● 목표: 아래 모든 항목의 줄을 JSON 문자열 리스트로 바꾸세요. 한 줄을 문자열 하나로 하고 빈 줄은 넣지 마세요.
■ ■ ■
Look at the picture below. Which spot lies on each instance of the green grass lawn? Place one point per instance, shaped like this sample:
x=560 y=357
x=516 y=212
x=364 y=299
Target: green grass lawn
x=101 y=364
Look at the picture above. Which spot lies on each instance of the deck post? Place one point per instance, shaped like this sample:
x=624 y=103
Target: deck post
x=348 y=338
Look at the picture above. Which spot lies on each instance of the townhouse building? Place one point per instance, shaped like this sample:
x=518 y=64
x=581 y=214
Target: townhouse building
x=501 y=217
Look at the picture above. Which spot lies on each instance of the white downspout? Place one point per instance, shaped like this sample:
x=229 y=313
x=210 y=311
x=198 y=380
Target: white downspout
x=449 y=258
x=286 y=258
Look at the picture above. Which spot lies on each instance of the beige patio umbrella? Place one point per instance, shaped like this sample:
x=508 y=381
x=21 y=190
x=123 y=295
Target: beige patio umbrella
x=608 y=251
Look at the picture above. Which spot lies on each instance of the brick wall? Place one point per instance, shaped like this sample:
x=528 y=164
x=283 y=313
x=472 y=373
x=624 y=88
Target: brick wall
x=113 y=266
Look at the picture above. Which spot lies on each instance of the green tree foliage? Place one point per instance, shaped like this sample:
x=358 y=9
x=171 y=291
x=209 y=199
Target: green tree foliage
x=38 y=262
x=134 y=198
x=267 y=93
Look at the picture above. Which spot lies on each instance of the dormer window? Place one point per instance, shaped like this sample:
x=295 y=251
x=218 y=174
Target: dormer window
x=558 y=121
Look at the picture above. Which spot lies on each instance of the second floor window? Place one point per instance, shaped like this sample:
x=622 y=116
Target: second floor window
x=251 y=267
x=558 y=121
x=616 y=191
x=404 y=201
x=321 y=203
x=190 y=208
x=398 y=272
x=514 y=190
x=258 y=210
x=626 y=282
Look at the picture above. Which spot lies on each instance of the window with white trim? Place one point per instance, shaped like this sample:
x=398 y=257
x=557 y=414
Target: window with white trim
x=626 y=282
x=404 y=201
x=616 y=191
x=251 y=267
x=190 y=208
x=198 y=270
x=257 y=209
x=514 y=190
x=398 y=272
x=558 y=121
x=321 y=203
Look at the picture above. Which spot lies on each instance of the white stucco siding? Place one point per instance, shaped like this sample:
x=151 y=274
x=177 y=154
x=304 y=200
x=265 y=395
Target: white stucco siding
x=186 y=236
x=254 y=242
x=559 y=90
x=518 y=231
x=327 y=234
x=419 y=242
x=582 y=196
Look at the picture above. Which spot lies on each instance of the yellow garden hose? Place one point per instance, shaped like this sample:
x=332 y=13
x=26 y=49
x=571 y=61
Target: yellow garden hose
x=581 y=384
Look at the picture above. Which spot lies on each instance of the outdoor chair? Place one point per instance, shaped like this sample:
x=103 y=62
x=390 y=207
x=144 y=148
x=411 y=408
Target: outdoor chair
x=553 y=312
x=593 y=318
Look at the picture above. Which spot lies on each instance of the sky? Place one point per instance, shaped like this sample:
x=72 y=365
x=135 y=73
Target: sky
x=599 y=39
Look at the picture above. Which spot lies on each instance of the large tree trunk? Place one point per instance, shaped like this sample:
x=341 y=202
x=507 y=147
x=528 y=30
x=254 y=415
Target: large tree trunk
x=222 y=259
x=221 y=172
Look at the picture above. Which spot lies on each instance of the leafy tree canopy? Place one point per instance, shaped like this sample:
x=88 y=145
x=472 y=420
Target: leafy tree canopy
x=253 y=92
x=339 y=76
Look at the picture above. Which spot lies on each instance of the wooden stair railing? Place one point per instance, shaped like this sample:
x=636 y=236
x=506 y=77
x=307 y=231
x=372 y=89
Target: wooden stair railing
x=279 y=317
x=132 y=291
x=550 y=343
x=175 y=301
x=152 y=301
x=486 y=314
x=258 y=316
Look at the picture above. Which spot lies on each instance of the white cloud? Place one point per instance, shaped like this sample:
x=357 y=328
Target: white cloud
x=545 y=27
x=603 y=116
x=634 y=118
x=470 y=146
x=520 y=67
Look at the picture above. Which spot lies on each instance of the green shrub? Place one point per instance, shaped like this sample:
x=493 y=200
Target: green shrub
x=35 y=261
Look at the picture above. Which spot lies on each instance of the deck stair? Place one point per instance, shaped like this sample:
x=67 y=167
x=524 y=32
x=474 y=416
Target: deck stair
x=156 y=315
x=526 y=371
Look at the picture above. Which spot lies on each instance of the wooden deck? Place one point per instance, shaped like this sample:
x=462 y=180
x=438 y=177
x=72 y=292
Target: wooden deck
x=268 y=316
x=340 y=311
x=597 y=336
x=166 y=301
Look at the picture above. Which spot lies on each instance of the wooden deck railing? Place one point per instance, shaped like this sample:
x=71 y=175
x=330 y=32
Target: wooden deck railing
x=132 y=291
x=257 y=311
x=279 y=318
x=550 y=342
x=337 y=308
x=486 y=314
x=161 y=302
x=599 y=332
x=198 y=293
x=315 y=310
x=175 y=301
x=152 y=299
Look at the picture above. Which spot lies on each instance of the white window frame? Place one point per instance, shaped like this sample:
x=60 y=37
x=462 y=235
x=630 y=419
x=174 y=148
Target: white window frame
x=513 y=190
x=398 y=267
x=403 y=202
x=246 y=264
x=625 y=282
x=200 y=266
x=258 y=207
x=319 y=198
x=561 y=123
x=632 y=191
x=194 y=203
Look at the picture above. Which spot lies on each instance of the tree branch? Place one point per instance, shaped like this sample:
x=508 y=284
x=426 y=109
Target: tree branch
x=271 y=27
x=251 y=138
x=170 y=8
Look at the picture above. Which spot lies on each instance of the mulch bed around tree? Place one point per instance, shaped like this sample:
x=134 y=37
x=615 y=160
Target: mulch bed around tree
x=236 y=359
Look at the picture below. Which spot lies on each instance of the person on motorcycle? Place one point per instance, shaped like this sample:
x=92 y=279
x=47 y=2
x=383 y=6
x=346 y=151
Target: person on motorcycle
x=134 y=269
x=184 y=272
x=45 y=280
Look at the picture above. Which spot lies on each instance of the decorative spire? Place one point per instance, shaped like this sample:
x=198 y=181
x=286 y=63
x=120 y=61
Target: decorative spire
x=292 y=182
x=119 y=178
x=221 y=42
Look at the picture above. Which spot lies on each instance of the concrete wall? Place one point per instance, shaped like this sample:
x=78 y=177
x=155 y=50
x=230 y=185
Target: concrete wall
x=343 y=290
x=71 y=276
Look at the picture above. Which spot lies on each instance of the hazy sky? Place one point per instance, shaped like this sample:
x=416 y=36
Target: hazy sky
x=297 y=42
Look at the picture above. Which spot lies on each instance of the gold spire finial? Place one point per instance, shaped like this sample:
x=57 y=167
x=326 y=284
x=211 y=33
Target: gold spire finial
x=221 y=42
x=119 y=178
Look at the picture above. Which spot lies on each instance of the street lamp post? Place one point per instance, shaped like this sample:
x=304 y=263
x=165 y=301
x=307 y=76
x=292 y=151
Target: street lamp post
■ ■ ■
● 아래 답안:
[
  "Look at the picture below. Which spot lies on each instance of the green grass lawn? Place one point per instance, shaped like this sample:",
  "x=560 y=357",
  "x=516 y=212",
  "x=364 y=299",
  "Target: green grass lawn",
  "x=101 y=364",
  "Look at the picture above. Which spot lies on each instance of the deck post? Place one point per instance, shaped like this sample:",
  "x=624 y=103",
  "Target: deck post",
  "x=348 y=338",
  "Look at the picture above. Which spot lies on each instance of the townhouse building? Place one point per instance, shaped like this sample:",
  "x=518 y=64",
  "x=581 y=214",
  "Target: townhouse building",
  "x=501 y=217",
  "Look at the picture above. Which spot lies on each instance of the white downspout? Place one point per instance, shaped like this sample:",
  "x=229 y=313",
  "x=210 y=311",
  "x=198 y=380",
  "Target: white downspout",
  "x=449 y=258",
  "x=286 y=258",
  "Look at the picture above. Which spot lies on each instance of the beige patio umbrella? Place one point per instance, shaped like this sample:",
  "x=508 y=381",
  "x=21 y=190",
  "x=123 y=295",
  "Target: beige patio umbrella",
  "x=608 y=251",
  "Look at the picture above. Which spot lies on each instance of the brick wall? Place one point per instance, shaped like this sample:",
  "x=528 y=164",
  "x=283 y=313",
  "x=472 y=373",
  "x=624 y=88",
  "Target: brick wall",
  "x=113 y=266",
  "Look at the picture above. Which spot lies on each instance of the green tree foliage? Place one point per instance, shaped like this sample:",
  "x=358 y=9",
  "x=171 y=291",
  "x=209 y=199",
  "Target: green tree foliage",
  "x=38 y=262",
  "x=134 y=198",
  "x=267 y=93",
  "Look at the picture above. Which spot lies on each instance of the dormer window? Place one point per instance, shaped like this sample:",
  "x=295 y=251",
  "x=218 y=174",
  "Target: dormer window",
  "x=558 y=121",
  "Look at the picture above. Which spot lies on each instance of the second floor window? Place one point per instance, shaped like this sample:",
  "x=622 y=116",
  "Target: second floor window",
  "x=251 y=267",
  "x=558 y=121",
  "x=616 y=191",
  "x=404 y=201",
  "x=321 y=203",
  "x=190 y=208",
  "x=398 y=272",
  "x=514 y=190",
  "x=258 y=210",
  "x=626 y=282",
  "Look at the picture above. Which spot lies on each instance of the window with white trim? Place one point per instance, shaped like this sample:",
  "x=398 y=257",
  "x=557 y=414",
  "Target: window with white trim",
  "x=626 y=282",
  "x=404 y=201",
  "x=616 y=191",
  "x=251 y=267",
  "x=190 y=208",
  "x=198 y=270",
  "x=257 y=209",
  "x=514 y=190",
  "x=398 y=272",
  "x=558 y=121",
  "x=321 y=203",
  "Look at the picture above. Which spot lies on each instance of the white stucco siding? Place one point per instance, shaped like this sample:",
  "x=151 y=274",
  "x=177 y=154",
  "x=304 y=200",
  "x=265 y=395",
  "Target: white stucco siding",
  "x=186 y=236",
  "x=254 y=242",
  "x=559 y=90",
  "x=518 y=231",
  "x=327 y=234",
  "x=419 y=242",
  "x=582 y=196",
  "Look at the picture above. Which spot lies on each instance of the yellow garden hose? Place one point per instance, shaped like this sample:",
  "x=332 y=13",
  "x=26 y=49",
  "x=571 y=61",
  "Target: yellow garden hose",
  "x=581 y=384",
  "Look at the picture above. Which spot lies on each instance of the outdoor chair? Place one point per instance, shaped like this sample:",
  "x=103 y=62",
  "x=390 y=207",
  "x=144 y=148",
  "x=411 y=408",
  "Target: outdoor chair",
  "x=553 y=312",
  "x=593 y=318",
  "Look at the picture above. Which spot lies on each instance of the sky? Place one point per instance, shaped like this sample:",
  "x=72 y=365",
  "x=135 y=73",
  "Target: sky",
  "x=599 y=39",
  "Look at the picture above. Which spot lies on each instance of the large tree trunk? Place one point per instance, shaped like this sample:",
  "x=341 y=202",
  "x=507 y=147",
  "x=528 y=30",
  "x=254 y=415",
  "Target: large tree trunk",
  "x=222 y=259",
  "x=221 y=172",
  "Look at the picture above. Which spot lies on each instance of the leafy tree canopy? Place one point per instance, shaped like this sample:",
  "x=88 y=145",
  "x=472 y=420",
  "Target: leafy tree canopy",
  "x=253 y=92",
  "x=339 y=76",
  "Look at the picture above. Which spot lies on each instance of the wooden stair railing? Place one point per instance, shaped like this sample:",
  "x=636 y=236",
  "x=506 y=77",
  "x=307 y=231",
  "x=372 y=89",
  "Target: wooden stair railing",
  "x=279 y=317",
  "x=132 y=291",
  "x=550 y=343",
  "x=175 y=301",
  "x=152 y=301",
  "x=486 y=314",
  "x=258 y=316",
  "Look at the picture above. Which spot lies on each instance of the white cloud? Place one point per instance, shaped like this sample:",
  "x=357 y=328",
  "Target: white cloud",
  "x=545 y=27",
  "x=603 y=116",
  "x=634 y=118",
  "x=470 y=146",
  "x=520 y=67",
  "Look at the picture above. Which spot lies on each instance of the green shrub? Place one point per instance, shaped like this sample:",
  "x=493 y=200",
  "Target: green shrub",
  "x=35 y=261",
  "Look at the picture above. Which spot lies on each instance of the deck stair? Place one point per instance, shaped like this sample:",
  "x=67 y=167",
  "x=524 y=32",
  "x=474 y=416",
  "Target: deck stair",
  "x=156 y=315",
  "x=526 y=371",
  "Look at the picture above. Which spot lies on each instance of the wooden deck? Place one point per instance, shaped like this sample:",
  "x=462 y=180",
  "x=438 y=177",
  "x=72 y=292",
  "Target: wooden deck",
  "x=268 y=316",
  "x=340 y=311",
  "x=597 y=336",
  "x=166 y=301",
  "Look at the picture above. Which spot lies on each instance of the wooden deck railing? Place one point per instance, shaped like this sample:",
  "x=71 y=175",
  "x=330 y=32",
  "Target: wooden deck railing",
  "x=132 y=291",
  "x=257 y=311",
  "x=279 y=318",
  "x=550 y=342",
  "x=337 y=308",
  "x=486 y=314",
  "x=161 y=302",
  "x=599 y=332",
  "x=198 y=293",
  "x=315 y=310",
  "x=175 y=301",
  "x=152 y=299",
  "Look at the picture above. Which spot lies on each instance of the white window frame? Place one point per instance, shaped like this sample:",
  "x=60 y=37",
  "x=462 y=235",
  "x=630 y=419",
  "x=174 y=148",
  "Target: white window frame",
  "x=513 y=190",
  "x=398 y=267",
  "x=403 y=202",
  "x=246 y=264",
  "x=625 y=282",
  "x=200 y=266",
  "x=258 y=207",
  "x=319 y=198",
  "x=561 y=123",
  "x=632 y=191",
  "x=194 y=203",
  "Look at the picture above. Which spot lies on each instance of the tree branch? Place one point per instance, shaped like this sample:",
  "x=508 y=284",
  "x=426 y=109",
  "Target: tree branch",
  "x=271 y=27",
  "x=251 y=138",
  "x=170 y=8",
  "Look at the picture above. Which spot lies on each instance of the mulch bed around tree? Place one point per instance, shaped like this sample:",
  "x=134 y=37",
  "x=615 y=160",
  "Target: mulch bed around tree",
  "x=236 y=359",
  "Look at the picture below. Which spot lies on each instance of the person on motorcycle? Place one point per instance, shaped like this sample:",
  "x=92 y=279",
  "x=47 y=2",
  "x=383 y=6",
  "x=346 y=151",
  "Target: person on motorcycle",
  "x=134 y=269",
  "x=184 y=272",
  "x=45 y=280",
  "Look at the picture above. Which spot lies on each instance of the decorative spire? Place one point per instance, shaped like this sample:",
  "x=198 y=181",
  "x=286 y=63",
  "x=120 y=61",
  "Target: decorative spire",
  "x=292 y=182",
  "x=119 y=178",
  "x=221 y=42",
  "Look at the picture above. Which spot lies on each instance of the concrete wall? Place one point per instance, shaped like this sample:",
  "x=78 y=177",
  "x=155 y=50",
  "x=230 y=185",
  "Target: concrete wall",
  "x=343 y=290",
  "x=71 y=276",
  "Look at the picture above. Which spot lies on each instance of the hazy sky? Place one point per instance, shaped like this sample:",
  "x=416 y=36",
  "Target: hazy sky",
  "x=297 y=42",
  "Look at the picture above. Which spot lies on each instance of the gold spire finial? Place one point per instance, shaped like this sample:",
  "x=57 y=167",
  "x=326 y=284",
  "x=211 y=33",
  "Target: gold spire finial",
  "x=221 y=42",
  "x=119 y=178",
  "Look at the picture above. Which spot lies on each instance of the street lamp post? Place one point per instance, shaped like this sample:",
  "x=304 y=263",
  "x=165 y=301",
  "x=307 y=76",
  "x=292 y=151",
  "Target: street lamp post"
]